## GIVEN ENTRIES:
──────────────────────────────

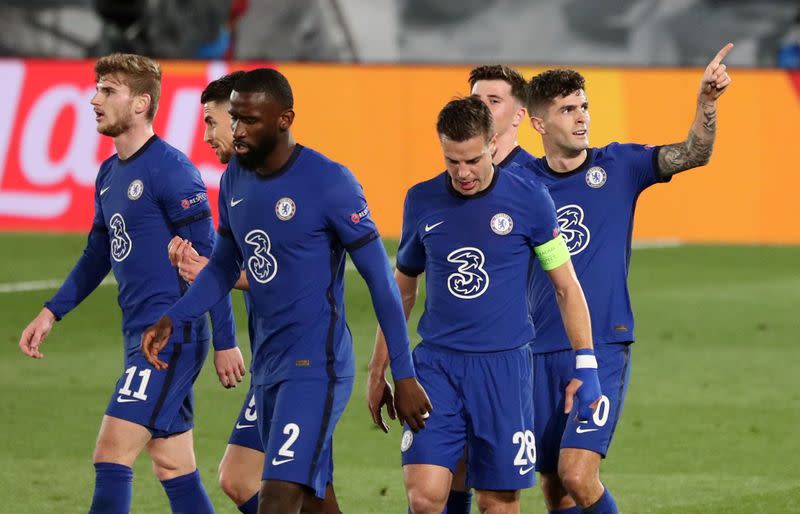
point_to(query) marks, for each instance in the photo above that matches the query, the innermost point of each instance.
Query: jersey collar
(583, 166)
(510, 157)
(142, 149)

──────────────────────────────

## GIVEN REQUEST:
Turn the records above into a JSON list of strings, with one string per line and no blank lines. Leave the pictures out.

## EXERCISE ANSWER:
[
  "point_to(query) marks, for each instance in the photo above that matches the query, the innermost point of each instance.",
  "Query: jersey collar",
  "(583, 166)",
  "(510, 157)",
  "(142, 149)"
]